■ **TASK OBJECTIVE**: Set out the material below as a Markdown table with two columns, Row and Line, giving each non-blank line its own numbered row.

■ **DATASET CONTENT**:
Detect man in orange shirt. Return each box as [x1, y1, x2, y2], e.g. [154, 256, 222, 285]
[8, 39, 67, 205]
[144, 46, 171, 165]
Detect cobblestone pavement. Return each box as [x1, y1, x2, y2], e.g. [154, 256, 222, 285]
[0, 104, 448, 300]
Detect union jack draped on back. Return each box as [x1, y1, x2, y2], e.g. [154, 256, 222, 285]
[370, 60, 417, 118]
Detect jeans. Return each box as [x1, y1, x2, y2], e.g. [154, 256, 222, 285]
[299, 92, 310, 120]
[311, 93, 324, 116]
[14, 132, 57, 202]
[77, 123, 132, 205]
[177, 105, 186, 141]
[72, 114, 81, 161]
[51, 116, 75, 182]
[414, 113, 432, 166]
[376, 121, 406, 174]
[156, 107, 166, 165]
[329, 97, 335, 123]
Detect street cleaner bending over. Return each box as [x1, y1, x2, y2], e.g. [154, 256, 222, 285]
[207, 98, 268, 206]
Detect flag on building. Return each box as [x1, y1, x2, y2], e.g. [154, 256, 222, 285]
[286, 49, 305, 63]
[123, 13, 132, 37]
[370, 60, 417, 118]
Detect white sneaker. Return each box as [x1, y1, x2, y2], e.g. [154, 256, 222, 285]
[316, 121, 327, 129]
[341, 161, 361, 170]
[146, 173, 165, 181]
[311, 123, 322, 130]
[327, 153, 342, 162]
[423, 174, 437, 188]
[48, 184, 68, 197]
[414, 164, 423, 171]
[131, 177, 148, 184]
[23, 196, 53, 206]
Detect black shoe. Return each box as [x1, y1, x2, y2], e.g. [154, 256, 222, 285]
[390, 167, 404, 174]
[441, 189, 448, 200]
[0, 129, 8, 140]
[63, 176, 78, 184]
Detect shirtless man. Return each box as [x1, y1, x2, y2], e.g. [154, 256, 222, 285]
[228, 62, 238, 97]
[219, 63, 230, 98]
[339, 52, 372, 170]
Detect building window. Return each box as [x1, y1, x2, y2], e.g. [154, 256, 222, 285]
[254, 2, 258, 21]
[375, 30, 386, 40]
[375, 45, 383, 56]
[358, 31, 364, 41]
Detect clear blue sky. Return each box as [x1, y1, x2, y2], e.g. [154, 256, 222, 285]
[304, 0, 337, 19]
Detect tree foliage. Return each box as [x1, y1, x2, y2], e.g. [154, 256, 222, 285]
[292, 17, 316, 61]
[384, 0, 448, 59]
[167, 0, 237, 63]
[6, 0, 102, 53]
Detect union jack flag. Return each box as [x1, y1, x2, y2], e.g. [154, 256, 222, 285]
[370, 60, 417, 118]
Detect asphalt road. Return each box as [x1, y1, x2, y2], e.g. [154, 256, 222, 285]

■ **FULL SOLUTION**:
| Row | Line |
|---|---|
| 1 | Detect man in orange shirt. Return each box as [x1, y1, x2, y2], e.g. [154, 256, 222, 285] |
| 2 | [8, 39, 67, 205] |
| 3 | [144, 46, 171, 165] |
| 4 | Detect cobblestone pavement. Return each box as [x1, y1, x2, y2], e.g. [154, 256, 222, 285] |
| 5 | [0, 104, 448, 300] |
| 6 | Detect union jack draped on back. Return each box as [x1, y1, x2, y2], e.g. [154, 256, 222, 285] |
| 7 | [370, 60, 417, 118] |
| 8 | Detect jeans. Return each box as [x1, y1, x2, y2], e.g. [154, 256, 222, 285] |
| 9 | [299, 92, 310, 120] |
| 10 | [311, 93, 324, 116] |
| 11 | [14, 132, 57, 202] |
| 12 | [77, 123, 132, 205] |
| 13 | [177, 105, 186, 141] |
| 14 | [72, 114, 81, 161] |
| 15 | [51, 116, 75, 182] |
| 16 | [414, 113, 432, 166] |
| 17 | [376, 121, 406, 174] |
| 18 | [156, 107, 166, 165] |
| 19 | [329, 97, 335, 123] |
| 20 | Detect street cleaner bending over. Return each box as [x1, y1, x2, y2], e.g. [154, 256, 222, 285] |
| 21 | [207, 98, 268, 206] |
| 22 | Detect flag on building. Return each box as [x1, y1, x2, y2], e.g. [154, 256, 222, 285] |
| 23 | [286, 49, 305, 63] |
| 24 | [123, 13, 132, 37] |
| 25 | [370, 60, 417, 118] |
| 26 | Detect white sneaker. Return each box as [x1, y1, x2, y2], e.g. [154, 256, 222, 285] |
| 27 | [316, 121, 327, 129] |
| 28 | [341, 161, 361, 170] |
| 29 | [146, 173, 165, 181] |
| 30 | [311, 123, 322, 130] |
| 31 | [327, 153, 342, 162] |
| 32 | [423, 174, 437, 188] |
| 33 | [48, 184, 68, 197] |
| 34 | [414, 164, 423, 171] |
| 35 | [131, 177, 148, 184] |
| 36 | [23, 196, 53, 206] |
| 37 | Detect black shoe. Return each box as [x1, y1, x2, y2], e.g. [154, 256, 222, 285] |
| 38 | [390, 167, 404, 174] |
| 39 | [441, 189, 448, 200] |
| 40 | [0, 129, 8, 140] |
| 41 | [63, 176, 78, 184] |
| 42 | Detect shirtless man. Return each box as [x1, y1, x2, y2], e.g. [154, 256, 222, 285] |
| 43 | [228, 62, 238, 97] |
| 44 | [219, 63, 230, 98] |
| 45 | [339, 52, 372, 170] |
| 46 | Detect building window. Return each box as [x1, y1, x2, y2], e.g. [154, 256, 222, 285] |
| 47 | [254, 2, 258, 21] |
| 48 | [375, 30, 386, 40] |
| 49 | [375, 45, 383, 56] |
| 50 | [358, 31, 364, 41] |
| 51 | Detect clear blue sky. Return each box as [x1, y1, x2, y2], e.g. [154, 256, 222, 285] |
| 52 | [304, 0, 337, 19] |
| 53 | Detect tree foliage. Return each box as [x1, y1, x2, y2], e.g. [154, 256, 222, 285] |
| 54 | [292, 17, 316, 61] |
| 55 | [384, 0, 448, 59] |
| 56 | [167, 0, 237, 63] |
| 57 | [6, 0, 102, 53] |
| 58 | Detect union jack flag. Return each box as [x1, y1, x2, y2], e.g. [154, 256, 222, 285] |
| 59 | [370, 60, 417, 118] |
| 60 | Detect asphalt road. Return each box as [x1, y1, x2, y2], e.g. [154, 256, 222, 285] |